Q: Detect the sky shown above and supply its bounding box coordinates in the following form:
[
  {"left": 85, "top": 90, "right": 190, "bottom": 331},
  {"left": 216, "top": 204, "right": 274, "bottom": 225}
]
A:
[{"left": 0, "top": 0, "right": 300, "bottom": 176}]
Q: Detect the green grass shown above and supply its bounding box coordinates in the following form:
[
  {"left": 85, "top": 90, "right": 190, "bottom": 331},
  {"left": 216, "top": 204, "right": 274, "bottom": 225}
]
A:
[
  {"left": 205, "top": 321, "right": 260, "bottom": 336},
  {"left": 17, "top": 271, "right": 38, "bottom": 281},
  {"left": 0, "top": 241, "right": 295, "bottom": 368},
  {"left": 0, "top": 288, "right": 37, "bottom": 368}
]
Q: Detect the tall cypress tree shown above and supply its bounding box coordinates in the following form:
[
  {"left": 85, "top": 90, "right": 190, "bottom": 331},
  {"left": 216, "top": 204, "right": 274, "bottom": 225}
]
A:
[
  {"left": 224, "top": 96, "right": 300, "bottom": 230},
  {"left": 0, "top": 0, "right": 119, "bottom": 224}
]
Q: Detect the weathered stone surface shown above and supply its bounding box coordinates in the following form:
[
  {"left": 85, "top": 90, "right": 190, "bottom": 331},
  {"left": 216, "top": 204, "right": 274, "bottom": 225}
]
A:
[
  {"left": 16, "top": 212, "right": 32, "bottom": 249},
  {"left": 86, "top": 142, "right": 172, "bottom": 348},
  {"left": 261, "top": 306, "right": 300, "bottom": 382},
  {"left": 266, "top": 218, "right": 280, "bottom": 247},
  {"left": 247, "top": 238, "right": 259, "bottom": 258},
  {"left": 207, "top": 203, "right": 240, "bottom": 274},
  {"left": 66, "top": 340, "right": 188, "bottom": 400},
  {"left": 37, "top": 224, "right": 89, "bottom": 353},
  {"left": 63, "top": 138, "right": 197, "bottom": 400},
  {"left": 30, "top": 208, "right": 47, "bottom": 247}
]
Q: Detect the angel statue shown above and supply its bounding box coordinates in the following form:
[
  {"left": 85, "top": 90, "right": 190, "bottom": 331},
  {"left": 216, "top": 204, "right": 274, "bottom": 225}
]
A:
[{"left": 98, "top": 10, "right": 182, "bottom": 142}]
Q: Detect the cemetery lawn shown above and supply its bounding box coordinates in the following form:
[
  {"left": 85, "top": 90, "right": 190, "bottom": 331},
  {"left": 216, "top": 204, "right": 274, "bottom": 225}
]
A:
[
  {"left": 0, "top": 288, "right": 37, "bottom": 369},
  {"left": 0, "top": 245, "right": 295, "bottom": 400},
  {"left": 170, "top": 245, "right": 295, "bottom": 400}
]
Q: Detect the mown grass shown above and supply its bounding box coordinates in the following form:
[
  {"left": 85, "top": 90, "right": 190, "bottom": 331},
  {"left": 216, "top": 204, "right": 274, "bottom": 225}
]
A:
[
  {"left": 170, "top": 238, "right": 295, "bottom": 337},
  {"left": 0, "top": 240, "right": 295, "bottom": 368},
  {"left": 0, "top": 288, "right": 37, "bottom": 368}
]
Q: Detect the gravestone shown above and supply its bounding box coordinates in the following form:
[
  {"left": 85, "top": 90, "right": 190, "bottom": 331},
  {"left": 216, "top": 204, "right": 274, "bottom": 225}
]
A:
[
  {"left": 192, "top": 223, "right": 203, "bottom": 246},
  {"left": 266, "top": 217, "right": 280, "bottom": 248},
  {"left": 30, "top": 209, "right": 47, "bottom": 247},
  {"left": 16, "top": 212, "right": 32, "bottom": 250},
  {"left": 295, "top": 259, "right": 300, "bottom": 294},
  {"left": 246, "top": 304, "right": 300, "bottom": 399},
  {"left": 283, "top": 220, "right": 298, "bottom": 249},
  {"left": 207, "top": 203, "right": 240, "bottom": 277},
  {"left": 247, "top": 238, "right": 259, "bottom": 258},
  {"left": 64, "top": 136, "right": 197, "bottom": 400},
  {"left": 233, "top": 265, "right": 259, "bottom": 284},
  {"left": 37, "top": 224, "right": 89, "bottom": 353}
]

:: PROMPT ::
Report each line of the material above that contains the word "grass".

:: SOLUTION TO THIS PROBLEM ::
Q: Detect the green grass shown above and supply its bounding box coordinates in the following form:
Q: Detect the mown grass shown above and supply its bounding box coordinates in the following form:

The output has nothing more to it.